▸ **TASK REQUIREMENTS**:
Copy the data line for line, from the first line down to and including the line containing "[6,50,100,69]".

▸ **PROVIDED ENTRIES**:
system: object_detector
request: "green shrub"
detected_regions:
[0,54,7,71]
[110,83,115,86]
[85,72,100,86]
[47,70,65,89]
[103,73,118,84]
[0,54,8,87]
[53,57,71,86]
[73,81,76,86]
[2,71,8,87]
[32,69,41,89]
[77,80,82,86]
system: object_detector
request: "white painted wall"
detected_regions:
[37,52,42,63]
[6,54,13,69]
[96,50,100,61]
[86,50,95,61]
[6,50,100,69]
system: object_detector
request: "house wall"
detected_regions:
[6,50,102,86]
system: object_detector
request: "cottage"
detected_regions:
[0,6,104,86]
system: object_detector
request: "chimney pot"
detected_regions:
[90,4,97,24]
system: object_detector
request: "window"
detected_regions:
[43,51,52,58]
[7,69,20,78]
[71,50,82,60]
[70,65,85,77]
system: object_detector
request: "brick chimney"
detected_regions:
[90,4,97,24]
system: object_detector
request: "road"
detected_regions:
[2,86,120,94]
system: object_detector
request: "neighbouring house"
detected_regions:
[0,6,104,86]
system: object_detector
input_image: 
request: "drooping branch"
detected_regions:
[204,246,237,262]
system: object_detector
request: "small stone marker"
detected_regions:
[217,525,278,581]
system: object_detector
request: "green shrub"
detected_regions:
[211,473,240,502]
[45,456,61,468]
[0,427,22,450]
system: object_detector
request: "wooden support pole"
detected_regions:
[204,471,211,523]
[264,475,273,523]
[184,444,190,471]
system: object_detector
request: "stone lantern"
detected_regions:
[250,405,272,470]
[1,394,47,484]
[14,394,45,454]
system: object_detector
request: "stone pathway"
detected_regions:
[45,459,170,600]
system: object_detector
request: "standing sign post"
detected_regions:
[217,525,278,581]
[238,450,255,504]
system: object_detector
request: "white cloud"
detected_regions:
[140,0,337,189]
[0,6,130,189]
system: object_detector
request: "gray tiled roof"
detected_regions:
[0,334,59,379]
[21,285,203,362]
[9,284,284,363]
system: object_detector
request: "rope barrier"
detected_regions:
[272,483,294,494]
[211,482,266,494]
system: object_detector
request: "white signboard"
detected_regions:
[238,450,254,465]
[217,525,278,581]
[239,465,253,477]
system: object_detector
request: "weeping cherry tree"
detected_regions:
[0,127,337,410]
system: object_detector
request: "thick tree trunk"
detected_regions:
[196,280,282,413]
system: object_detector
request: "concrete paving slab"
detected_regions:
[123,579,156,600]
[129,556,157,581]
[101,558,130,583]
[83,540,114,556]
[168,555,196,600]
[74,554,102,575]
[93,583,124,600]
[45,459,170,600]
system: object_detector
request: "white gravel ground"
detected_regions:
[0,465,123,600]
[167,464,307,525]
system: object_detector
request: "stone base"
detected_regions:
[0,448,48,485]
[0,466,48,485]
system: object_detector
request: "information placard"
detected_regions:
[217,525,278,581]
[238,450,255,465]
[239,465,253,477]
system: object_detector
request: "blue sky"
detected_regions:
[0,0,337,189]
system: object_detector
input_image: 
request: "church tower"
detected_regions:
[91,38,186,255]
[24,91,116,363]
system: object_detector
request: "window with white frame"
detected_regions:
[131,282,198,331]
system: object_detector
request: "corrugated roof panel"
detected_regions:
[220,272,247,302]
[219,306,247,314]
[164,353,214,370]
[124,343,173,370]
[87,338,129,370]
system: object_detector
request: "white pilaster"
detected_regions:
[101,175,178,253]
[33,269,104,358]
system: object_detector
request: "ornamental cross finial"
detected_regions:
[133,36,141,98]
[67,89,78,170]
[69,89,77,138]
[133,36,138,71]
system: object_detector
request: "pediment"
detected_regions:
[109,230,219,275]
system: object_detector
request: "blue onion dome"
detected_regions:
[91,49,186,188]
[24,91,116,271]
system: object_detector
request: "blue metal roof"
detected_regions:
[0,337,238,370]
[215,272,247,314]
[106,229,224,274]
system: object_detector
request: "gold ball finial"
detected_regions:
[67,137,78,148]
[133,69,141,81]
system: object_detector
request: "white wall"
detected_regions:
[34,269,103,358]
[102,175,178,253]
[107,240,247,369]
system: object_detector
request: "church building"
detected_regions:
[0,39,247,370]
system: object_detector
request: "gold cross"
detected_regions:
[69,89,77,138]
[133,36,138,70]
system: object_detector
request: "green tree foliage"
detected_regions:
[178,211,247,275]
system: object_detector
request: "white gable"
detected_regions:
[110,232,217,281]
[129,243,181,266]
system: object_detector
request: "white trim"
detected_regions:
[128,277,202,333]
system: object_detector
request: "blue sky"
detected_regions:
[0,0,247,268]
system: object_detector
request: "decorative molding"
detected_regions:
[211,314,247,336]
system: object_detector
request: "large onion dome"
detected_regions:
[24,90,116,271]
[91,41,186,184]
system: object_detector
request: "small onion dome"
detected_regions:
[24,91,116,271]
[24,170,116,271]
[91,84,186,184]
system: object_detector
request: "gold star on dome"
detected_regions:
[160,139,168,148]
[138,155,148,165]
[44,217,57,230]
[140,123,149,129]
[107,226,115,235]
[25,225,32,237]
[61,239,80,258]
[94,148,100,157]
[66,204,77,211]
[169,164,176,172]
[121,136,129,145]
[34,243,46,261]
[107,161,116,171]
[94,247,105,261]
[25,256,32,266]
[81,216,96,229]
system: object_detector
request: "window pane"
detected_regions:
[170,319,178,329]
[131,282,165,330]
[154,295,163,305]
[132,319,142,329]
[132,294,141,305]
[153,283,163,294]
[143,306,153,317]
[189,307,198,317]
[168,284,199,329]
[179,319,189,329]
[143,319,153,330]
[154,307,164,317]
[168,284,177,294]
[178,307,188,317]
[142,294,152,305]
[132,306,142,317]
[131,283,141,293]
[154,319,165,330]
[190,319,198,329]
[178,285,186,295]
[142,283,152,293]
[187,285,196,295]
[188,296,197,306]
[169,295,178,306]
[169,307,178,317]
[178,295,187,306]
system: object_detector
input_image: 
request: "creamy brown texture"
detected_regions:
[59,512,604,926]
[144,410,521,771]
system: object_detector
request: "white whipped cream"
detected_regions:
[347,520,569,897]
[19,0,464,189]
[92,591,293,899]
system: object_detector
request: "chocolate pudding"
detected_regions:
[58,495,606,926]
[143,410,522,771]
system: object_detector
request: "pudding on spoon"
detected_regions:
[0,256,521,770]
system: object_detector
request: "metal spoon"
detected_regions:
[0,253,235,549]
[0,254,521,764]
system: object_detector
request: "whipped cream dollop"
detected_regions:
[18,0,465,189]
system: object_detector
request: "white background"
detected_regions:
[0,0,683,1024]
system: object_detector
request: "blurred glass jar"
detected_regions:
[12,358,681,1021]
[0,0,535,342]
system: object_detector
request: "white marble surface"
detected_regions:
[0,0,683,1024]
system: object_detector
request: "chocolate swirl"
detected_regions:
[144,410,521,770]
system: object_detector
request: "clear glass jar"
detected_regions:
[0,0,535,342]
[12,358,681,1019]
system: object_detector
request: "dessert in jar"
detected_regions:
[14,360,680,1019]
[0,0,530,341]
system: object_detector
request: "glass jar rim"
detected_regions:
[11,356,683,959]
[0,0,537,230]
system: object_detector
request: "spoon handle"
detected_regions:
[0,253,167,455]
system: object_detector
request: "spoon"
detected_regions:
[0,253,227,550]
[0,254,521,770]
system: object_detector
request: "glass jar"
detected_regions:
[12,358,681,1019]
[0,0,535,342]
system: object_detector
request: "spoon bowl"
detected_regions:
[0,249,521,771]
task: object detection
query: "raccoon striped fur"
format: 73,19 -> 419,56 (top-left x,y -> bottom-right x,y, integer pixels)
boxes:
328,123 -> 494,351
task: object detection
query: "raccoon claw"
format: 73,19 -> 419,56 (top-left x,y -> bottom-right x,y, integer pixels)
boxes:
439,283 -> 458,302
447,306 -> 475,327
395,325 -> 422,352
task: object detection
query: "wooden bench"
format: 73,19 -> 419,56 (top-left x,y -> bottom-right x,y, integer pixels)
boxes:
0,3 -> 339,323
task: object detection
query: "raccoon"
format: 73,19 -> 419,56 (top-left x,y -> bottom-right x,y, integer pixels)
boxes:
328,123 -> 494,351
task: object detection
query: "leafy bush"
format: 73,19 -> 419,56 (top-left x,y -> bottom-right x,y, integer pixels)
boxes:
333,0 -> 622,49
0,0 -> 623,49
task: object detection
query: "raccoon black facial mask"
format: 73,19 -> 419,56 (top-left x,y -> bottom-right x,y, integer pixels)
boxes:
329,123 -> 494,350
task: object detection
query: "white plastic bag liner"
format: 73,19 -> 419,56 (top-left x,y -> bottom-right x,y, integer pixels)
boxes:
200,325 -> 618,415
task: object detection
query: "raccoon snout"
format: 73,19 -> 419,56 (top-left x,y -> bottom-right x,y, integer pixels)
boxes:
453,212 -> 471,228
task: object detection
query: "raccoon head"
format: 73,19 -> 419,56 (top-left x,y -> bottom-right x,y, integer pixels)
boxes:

▸ **TASK RESPONSE**:
system: object_detector
request: "green shrub"
detected_regions:
[0,54,7,71]
[110,83,115,86]
[85,72,100,86]
[47,70,65,89]
[103,73,118,84]
[0,54,8,87]
[53,57,71,86]
[73,81,76,86]
[2,71,8,87]
[32,69,41,89]
[77,80,82,86]
system: object_detector
request: "white painted wall"
detected_regions:
[37,52,42,63]
[6,54,13,69]
[96,50,100,61]
[86,50,95,61]
[6,50,100,69]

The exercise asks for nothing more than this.